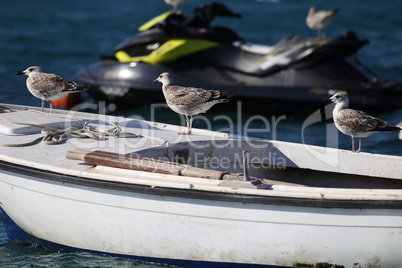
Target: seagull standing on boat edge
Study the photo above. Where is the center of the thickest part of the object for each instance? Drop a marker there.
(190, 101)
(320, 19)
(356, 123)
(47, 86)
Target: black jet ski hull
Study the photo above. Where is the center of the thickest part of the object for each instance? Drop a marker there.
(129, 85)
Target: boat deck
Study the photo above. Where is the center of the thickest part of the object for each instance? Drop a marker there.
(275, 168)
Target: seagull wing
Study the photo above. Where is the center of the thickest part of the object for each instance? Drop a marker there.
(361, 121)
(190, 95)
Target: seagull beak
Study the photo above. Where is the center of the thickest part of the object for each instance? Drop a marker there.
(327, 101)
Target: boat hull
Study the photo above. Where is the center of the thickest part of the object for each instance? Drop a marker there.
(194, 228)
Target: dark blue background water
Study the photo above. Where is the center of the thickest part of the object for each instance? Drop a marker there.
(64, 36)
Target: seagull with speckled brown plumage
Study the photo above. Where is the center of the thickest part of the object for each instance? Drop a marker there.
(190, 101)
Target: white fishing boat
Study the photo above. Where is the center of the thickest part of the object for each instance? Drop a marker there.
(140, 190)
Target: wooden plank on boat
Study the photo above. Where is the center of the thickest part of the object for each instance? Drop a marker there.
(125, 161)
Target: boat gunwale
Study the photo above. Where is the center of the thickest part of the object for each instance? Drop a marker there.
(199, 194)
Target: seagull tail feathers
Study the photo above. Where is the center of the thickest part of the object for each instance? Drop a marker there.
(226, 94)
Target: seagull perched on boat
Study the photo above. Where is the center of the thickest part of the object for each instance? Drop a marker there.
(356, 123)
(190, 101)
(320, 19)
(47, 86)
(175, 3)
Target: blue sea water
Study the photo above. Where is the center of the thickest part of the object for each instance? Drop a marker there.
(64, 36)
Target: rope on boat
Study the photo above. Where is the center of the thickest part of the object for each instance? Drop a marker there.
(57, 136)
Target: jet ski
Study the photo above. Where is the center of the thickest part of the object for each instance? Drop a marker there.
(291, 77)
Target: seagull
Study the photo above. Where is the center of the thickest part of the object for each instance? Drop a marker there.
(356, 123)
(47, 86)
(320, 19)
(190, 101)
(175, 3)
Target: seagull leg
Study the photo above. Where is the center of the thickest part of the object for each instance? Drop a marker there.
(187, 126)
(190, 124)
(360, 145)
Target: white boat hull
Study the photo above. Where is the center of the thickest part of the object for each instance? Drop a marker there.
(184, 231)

---------------

» Stated exercise: Copy out the items above, starting at the line that contains "Target: white boat hull" and continuing through the last line of the items, with every line reproduced exactly.

» Task output:
Target: white boat hull
Study the photo above. Where is the center of the thickest part of the object for each instance? Drop a marker there.
(184, 231)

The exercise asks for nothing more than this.